## start Input

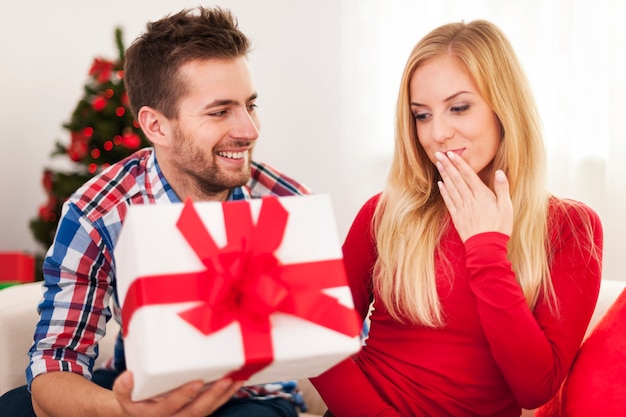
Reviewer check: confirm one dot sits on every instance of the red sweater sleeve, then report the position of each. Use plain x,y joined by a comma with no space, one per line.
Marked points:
535,349
345,388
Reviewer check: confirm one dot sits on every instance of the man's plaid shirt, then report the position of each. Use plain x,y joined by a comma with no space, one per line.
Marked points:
79,269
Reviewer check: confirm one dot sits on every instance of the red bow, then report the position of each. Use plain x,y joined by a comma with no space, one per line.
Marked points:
245,282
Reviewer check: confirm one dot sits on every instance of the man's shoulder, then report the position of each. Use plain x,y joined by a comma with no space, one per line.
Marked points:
267,180
119,184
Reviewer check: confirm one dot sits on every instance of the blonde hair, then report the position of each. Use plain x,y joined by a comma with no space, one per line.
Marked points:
411,216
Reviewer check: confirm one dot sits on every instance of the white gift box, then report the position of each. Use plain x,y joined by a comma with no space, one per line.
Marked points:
164,350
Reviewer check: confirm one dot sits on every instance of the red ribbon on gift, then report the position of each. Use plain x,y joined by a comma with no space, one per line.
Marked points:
245,282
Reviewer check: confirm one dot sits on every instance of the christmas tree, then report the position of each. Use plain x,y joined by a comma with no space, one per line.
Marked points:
102,130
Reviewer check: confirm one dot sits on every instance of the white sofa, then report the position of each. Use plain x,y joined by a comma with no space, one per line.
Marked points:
18,317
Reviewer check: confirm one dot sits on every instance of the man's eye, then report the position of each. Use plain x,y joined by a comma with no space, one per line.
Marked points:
459,109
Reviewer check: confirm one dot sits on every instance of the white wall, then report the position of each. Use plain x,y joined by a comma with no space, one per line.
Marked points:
48,47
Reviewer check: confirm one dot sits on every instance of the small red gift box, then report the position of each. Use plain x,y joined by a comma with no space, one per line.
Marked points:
255,290
16,267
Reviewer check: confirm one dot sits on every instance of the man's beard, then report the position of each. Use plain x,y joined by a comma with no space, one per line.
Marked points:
206,176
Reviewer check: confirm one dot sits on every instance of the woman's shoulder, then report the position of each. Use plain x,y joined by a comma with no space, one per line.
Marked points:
569,215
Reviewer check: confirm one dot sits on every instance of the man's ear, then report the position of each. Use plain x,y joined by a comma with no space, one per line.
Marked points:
155,126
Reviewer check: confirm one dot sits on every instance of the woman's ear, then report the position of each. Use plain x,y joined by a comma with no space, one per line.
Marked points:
155,126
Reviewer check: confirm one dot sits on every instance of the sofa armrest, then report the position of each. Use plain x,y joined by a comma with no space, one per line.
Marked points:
18,318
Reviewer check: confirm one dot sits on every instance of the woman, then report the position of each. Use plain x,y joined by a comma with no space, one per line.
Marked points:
482,282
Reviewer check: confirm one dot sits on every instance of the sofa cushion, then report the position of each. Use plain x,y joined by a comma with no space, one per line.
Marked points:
595,385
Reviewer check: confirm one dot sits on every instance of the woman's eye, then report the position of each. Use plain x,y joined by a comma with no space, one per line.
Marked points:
459,109
420,116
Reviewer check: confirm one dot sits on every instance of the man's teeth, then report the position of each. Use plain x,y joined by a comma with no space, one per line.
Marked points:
233,155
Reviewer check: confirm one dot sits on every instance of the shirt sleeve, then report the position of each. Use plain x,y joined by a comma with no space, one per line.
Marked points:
535,348
344,388
74,309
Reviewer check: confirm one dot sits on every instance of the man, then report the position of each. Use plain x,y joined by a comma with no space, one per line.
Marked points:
190,89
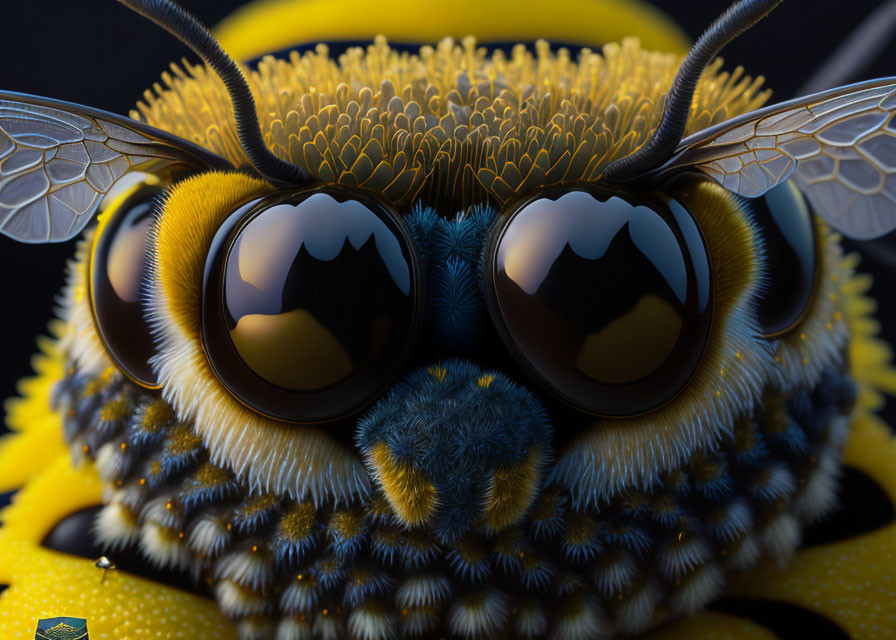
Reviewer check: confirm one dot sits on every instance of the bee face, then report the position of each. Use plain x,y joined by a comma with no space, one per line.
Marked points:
438,328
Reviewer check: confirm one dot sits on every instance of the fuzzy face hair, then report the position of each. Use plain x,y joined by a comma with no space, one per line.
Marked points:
461,501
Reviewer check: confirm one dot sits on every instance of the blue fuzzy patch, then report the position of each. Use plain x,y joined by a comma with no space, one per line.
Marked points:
451,252
457,431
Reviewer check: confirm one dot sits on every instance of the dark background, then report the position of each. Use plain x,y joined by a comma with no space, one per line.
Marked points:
98,53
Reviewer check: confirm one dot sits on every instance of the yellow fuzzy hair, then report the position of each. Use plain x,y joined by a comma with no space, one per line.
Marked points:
452,125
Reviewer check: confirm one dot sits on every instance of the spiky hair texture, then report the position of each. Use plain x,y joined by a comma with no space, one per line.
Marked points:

## end Input

What to work on: Reproduce all of the material above word for word, leaving out the pictures.

Solution below:
Reviewer check: confirm one dot sits on every instance of the red sweater sleeve, then report the position of each. Use plain x,y joined by a comma with no space, one per line.
Marked points:
535,349
345,388
Reviewer check: confirm one dot sits on every instance of the man's plaid shirt, then report the position of each. Use plain x,y joined by a comma with no space, one per line.
Marked points:
79,269
Reviewer check: confirm one dot sits on every instance of the red bow, then report the position of each. Use plain x,y joined by a comma with no space, one per line.
Marked points:
245,282
Reviewer check: confirm one dot sits on every instance of the man's shoulder, then report the position of each. Use plain x,y joined by a comma with no space, one per line.
Marked points:
267,180
119,184
Reviewer check: confirm one dot sits on every instance of the blonde hair, then report the position of each. Use plain x,y joined by a comma with no space, one per line.
Marked points:
411,216
Reviewer check: confirm one dot sits on every instance of the white gift box, then report the position of each. Use plain x,y joined by a comma with no space, one per line.
Marked points:
164,350
Reviewer check: confirm one dot sits on every instance of the red ribbon on gift, then report the position of each. Use plain x,y joined by a comma with no space, one per line.
Marked points:
245,282
Reviewer check: confirm one dot sits on every instance of the christmas tree, then report the position of each. Use plain x,y joined by a comma with no space, one per line.
Marked points:
102,130
Reviewer check: confirm one dot sits on every instance of the white sofa, then report the position of each. Use plain x,y joined by a comma with no space, one per line.
Marked points:
18,317
Reviewer check: confirm one dot sits on every instance of the man's eye, then report the position of each. Use plain x,y joined by a comma with no space, one per line.
Marked points:
459,109
Reviewer check: confirm one dot sits on every instance of the white wall, then report the position of each. Use plain x,y joined by a comma with no space, one per line.
Marked points:
48,47
Reviewer check: confirm one dot sits on every instance of the small red gift box, then report the position of each. Use plain x,y joined by a comma with no space, one per line.
Marked points:
255,290
16,267
Reviewer check: confirm one dot sits on every instance of the man's beard, then report the position of each. Use plain x,y joined by a comma with no space, one per line.
Marked points:
206,176
Reviewer check: confirm one dot sits on every instance of the woman's shoulder, then report the position of each. Use plain x,y joined by a comma with no space, one per line.
Marked points:
569,215
Reviewer check: confirm one dot sits on every instance of the man's ear, then report the position of each. Use plain x,y joined by a comma with no space, one per line.
Marked points:
155,126
Reviewer check: confirm one dot sits on every instance of the woman's ear, then report the position of each. Use plain x,y joined by a comma with no space, one per line.
Marked points:
155,126
Reviewer check: confirm one dot sits on every instance of the sofa armrest, then report the position of each. Use plain x,y joined by a comma with no space, one per line.
Marked points:
18,318
Reviewer check: confirm one dot sits on every instance of the woman, then report the position of each. Use plain x,y joined by a comma with no space, one per line.
Marked points:
482,282
Reviewer check: confirm one dot sits on every instance of the sofa cushion, then report the position of each. Use plain x,y joined by a comma with no space, one per line.
Marked points:
595,385
Reviewer check: confirm one dot sits on every instance of the woman's eye, then report the position of each. Use plain x,y joined by a comma with no space, one per line.
Marked points:
459,109
420,116
Reviewer check: confirm one dot sits on every instance of the man's teeth, then report the position of each. Use plain x,y joined by a comma with no space, one per line.
Marked points:
233,155
Reviewer check: confirm one dot sits on every instance of the shirt sleeve, then report the position of each. Use plain x,y joined by a comma with no space, one per line.
Marked points:
535,348
344,388
74,309
Reviewer check: confirm one dot sits on every instance of the man, then report the position of each. Use plain x,y joined by a comma with no space, one per line.
Marked points:
190,89
Reviewer check: confirm one dot sits on every instance of the bee face, then report the position of each. Use plain x,y joined by a comma with no space, one per line.
Marked points:
438,328
Reviewer check: confirm one dot sits on every instance of the fuzzy face hair, then report the position of each. Use plain x,y joined by a comma with no space, one per line.
Marked points:
461,501
Reviewer check: confirm one dot sits on every instance of the blue fuzzy patch, then report the position of each. Use plain x,y joined by a comma with no space, one per line.
Marked points:
451,252
457,431
Reviewer check: confirm one dot sits on every instance of the dark background, then report the position of each. Use plain x,y joined by a comma with no space, one per line.
Marked points:
98,53
Reviewer check: confirm one dot sits on every instance of the yellow fuzzy hair, then report the position of each. Use plain x,y joined by a comma with no space, one per line.
Marked points:
452,125
Reviewer check: confirm one dot sits on every instance of the spiky hair texture, then report the position of each. Use plain x,y joined by a comma with no space, one per line.
Marked points:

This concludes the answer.